### Set problem
In the material below, could you repeat word for word the lines from the one containing "As a courtesy, could you identify the metal gantry" through the one containing "[502,120,607,770]", including both of those lines?

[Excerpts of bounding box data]
Start

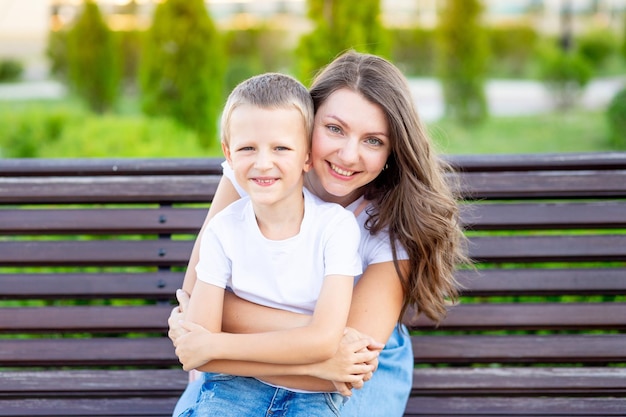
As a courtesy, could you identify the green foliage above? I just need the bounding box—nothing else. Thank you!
[577,29,619,68]
[537,43,593,109]
[224,26,290,91]
[438,0,489,124]
[0,59,24,83]
[607,88,626,149]
[389,27,436,76]
[486,25,539,78]
[294,0,389,83]
[140,0,225,148]
[67,0,120,113]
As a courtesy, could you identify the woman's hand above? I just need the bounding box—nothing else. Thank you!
[311,327,384,395]
[167,290,189,346]
[174,321,212,371]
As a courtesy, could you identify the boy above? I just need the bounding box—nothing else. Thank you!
[176,73,362,416]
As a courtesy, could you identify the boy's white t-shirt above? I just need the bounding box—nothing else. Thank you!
[196,189,362,314]
[222,161,409,283]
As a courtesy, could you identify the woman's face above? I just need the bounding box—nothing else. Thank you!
[307,88,391,206]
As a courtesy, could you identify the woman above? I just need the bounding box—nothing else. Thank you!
[170,52,467,417]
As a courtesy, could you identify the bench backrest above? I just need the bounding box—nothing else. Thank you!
[0,153,626,370]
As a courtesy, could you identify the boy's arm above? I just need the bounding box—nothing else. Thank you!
[183,275,354,365]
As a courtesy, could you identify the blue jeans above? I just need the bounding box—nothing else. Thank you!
[174,373,344,417]
[173,327,413,417]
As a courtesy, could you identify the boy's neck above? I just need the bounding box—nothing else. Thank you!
[252,193,304,240]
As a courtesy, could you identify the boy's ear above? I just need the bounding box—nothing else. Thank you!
[302,151,313,172]
[221,142,233,167]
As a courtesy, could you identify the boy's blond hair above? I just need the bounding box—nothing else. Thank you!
[221,72,314,149]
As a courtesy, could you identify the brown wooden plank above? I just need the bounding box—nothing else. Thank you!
[0,271,184,300]
[461,201,626,230]
[0,336,180,367]
[0,396,178,417]
[460,169,626,199]
[412,334,626,362]
[405,302,626,330]
[0,158,224,177]
[0,175,220,204]
[457,268,626,296]
[413,366,626,396]
[0,207,208,235]
[405,396,626,417]
[0,305,172,333]
[0,239,193,266]
[469,234,626,262]
[0,367,188,397]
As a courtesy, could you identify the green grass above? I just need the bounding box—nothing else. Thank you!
[428,110,613,154]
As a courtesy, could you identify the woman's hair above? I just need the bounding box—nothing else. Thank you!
[221,72,315,148]
[310,51,469,322]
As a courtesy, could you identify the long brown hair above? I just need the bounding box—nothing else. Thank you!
[310,51,469,322]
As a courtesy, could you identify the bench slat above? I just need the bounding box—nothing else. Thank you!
[0,337,180,367]
[0,271,184,300]
[413,334,626,362]
[0,175,219,204]
[0,208,207,235]
[405,396,626,417]
[457,268,626,297]
[0,302,626,333]
[0,239,193,266]
[461,202,626,230]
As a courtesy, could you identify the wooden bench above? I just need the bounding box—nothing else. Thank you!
[0,153,626,416]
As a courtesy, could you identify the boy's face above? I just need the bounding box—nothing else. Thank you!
[222,105,310,204]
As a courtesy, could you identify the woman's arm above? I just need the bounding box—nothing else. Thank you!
[182,176,241,294]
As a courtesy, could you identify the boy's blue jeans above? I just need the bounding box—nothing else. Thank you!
[180,373,344,417]
[173,326,413,417]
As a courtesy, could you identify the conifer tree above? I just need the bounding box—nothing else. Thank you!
[67,0,121,113]
[140,0,225,148]
[438,0,489,123]
[295,0,389,83]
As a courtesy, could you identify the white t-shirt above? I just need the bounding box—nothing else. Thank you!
[222,161,409,283]
[196,189,362,314]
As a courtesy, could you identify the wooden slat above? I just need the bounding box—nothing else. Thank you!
[461,202,626,230]
[0,175,220,204]
[0,367,188,398]
[0,338,180,364]
[0,271,184,300]
[457,268,626,296]
[405,396,626,417]
[413,366,626,396]
[405,302,626,330]
[0,207,208,235]
[460,169,626,199]
[0,305,172,333]
[469,235,626,262]
[412,334,626,362]
[0,395,177,417]
[0,239,193,266]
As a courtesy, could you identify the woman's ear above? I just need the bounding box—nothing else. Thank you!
[222,142,233,168]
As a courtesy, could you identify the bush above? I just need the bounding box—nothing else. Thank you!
[0,59,24,83]
[537,44,593,109]
[139,0,226,148]
[607,88,626,149]
[67,0,120,113]
[577,29,619,69]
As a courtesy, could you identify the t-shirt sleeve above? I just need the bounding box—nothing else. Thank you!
[324,208,363,276]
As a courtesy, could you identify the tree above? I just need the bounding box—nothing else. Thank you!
[437,0,489,124]
[67,0,120,113]
[295,0,389,82]
[140,0,225,148]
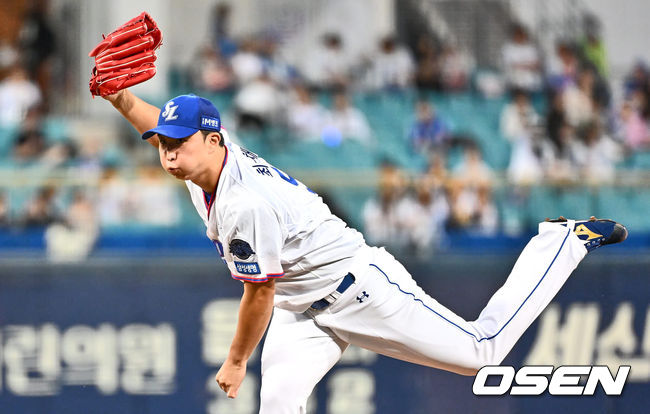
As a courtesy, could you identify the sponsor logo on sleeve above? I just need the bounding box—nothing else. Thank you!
[228,239,255,260]
[235,262,260,275]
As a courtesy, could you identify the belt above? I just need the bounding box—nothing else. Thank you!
[311,273,355,310]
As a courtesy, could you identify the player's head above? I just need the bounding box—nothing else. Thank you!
[142,95,224,180]
[142,95,224,180]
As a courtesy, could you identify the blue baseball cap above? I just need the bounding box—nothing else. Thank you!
[142,95,221,139]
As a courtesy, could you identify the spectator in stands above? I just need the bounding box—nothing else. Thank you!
[322,91,372,145]
[501,23,542,92]
[563,69,598,127]
[363,161,408,248]
[287,84,329,140]
[0,191,11,229]
[581,14,609,79]
[623,59,650,99]
[18,1,56,102]
[546,122,578,184]
[398,174,449,254]
[45,190,98,262]
[500,89,552,185]
[500,89,541,142]
[210,3,237,59]
[408,99,449,154]
[230,37,264,86]
[0,39,19,79]
[258,33,297,87]
[20,186,61,227]
[440,41,473,92]
[453,144,494,190]
[234,71,286,131]
[368,35,415,91]
[415,34,442,91]
[130,166,181,227]
[0,65,42,126]
[618,100,650,151]
[573,121,622,184]
[13,129,46,163]
[301,32,354,90]
[470,186,499,236]
[191,46,235,93]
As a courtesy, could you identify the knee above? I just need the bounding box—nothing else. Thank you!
[260,371,309,414]
[260,385,307,414]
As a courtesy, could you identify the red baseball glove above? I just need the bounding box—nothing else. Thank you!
[89,12,162,96]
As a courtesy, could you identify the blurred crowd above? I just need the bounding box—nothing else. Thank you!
[0,2,650,256]
[363,144,499,255]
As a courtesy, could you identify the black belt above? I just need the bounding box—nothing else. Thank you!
[311,273,355,310]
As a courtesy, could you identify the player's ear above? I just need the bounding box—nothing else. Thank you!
[205,132,223,147]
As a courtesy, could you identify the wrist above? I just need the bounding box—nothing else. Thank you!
[106,89,130,111]
[226,355,248,367]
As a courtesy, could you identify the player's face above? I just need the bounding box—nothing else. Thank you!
[158,131,208,180]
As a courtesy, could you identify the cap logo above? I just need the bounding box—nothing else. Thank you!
[162,101,178,121]
[201,116,221,129]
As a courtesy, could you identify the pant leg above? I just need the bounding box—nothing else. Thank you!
[260,308,348,414]
[314,223,586,375]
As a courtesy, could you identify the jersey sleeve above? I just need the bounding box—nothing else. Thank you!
[224,200,284,282]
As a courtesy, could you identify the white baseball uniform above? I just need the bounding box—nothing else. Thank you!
[187,134,587,414]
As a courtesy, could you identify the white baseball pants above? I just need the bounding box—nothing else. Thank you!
[260,222,587,414]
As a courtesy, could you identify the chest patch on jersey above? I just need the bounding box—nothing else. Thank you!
[228,239,255,260]
[235,261,260,275]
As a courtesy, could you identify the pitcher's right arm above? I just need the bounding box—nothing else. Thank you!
[104,89,160,148]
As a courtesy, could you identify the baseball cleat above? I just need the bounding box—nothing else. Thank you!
[546,216,627,252]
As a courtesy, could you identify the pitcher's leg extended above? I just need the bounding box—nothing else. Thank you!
[316,223,587,375]
[260,308,348,414]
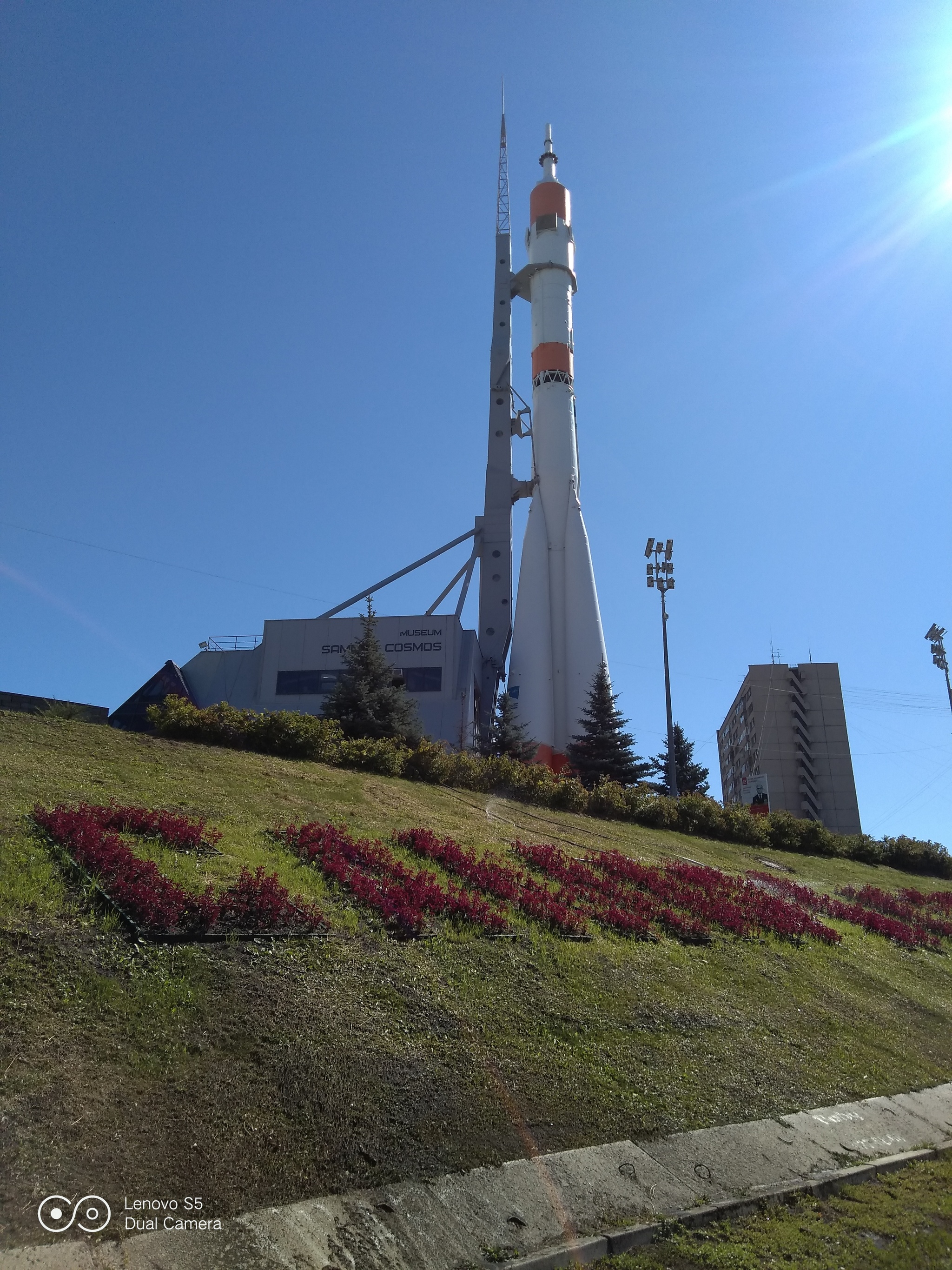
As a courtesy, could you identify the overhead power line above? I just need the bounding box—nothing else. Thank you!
[0,521,328,605]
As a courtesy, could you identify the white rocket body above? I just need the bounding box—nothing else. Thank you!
[509,134,607,771]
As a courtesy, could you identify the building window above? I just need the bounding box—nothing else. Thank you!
[403,665,443,692]
[274,671,344,697]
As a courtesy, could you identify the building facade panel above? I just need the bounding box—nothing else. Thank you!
[717,662,860,833]
[172,615,483,748]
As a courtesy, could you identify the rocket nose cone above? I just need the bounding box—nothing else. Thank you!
[538,123,558,180]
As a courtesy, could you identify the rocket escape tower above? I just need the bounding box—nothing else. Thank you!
[477,106,532,737]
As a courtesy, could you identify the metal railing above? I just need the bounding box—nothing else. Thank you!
[198,635,264,653]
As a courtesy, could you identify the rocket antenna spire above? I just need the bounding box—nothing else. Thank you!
[496,80,510,234]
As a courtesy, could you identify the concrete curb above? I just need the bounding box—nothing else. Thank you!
[0,1084,952,1270]
[505,1139,952,1270]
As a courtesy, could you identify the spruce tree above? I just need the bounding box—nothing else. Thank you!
[566,662,648,789]
[486,692,538,763]
[648,723,711,794]
[323,599,422,743]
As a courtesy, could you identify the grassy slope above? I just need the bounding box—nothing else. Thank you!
[0,714,952,1244]
[595,1157,952,1270]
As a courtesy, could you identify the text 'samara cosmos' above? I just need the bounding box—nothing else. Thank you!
[509,128,607,768]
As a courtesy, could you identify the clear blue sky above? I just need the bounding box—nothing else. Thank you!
[0,0,952,844]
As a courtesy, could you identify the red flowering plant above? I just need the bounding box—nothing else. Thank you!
[274,822,509,938]
[33,804,326,937]
[78,803,221,855]
[394,829,588,936]
[747,872,948,950]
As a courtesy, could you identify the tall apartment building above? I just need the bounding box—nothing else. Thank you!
[717,662,860,833]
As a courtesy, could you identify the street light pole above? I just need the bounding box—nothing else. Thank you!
[926,622,952,726]
[645,539,678,798]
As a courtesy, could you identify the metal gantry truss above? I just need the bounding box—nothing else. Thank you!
[318,100,538,737]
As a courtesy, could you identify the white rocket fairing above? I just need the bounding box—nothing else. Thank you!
[509,128,607,771]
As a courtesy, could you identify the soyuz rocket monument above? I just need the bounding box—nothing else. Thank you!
[502,120,607,770]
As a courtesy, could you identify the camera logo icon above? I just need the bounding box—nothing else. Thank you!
[37,1195,113,1235]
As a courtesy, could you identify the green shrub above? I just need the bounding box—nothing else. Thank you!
[247,710,344,763]
[337,737,411,776]
[500,754,558,806]
[639,794,678,829]
[447,749,492,794]
[882,834,952,878]
[403,740,453,785]
[624,784,657,824]
[146,696,343,763]
[843,833,885,865]
[717,803,771,847]
[589,776,628,820]
[552,776,594,814]
[678,794,723,838]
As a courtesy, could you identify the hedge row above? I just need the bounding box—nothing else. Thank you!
[148,696,952,878]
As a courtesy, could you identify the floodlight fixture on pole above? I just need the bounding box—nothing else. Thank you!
[645,539,678,798]
[926,622,952,726]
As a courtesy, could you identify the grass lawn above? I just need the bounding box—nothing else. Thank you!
[595,1157,952,1270]
[0,714,952,1246]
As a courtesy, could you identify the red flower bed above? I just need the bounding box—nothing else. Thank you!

End

### Exercise solution
As a courtesy, could you identify the metal gantry truss above? I just need the bounding box—nothing else. Thank you!
[318,100,538,737]
As a courtesy, could you identify the white rocket fairing above? I just need the bounding box—nothing else. Thank you!
[509,128,607,771]
As a courtesy, could you identify the soyuz rocket monument above? I just need the bounding box—nothing else. Thank you!
[502,120,607,770]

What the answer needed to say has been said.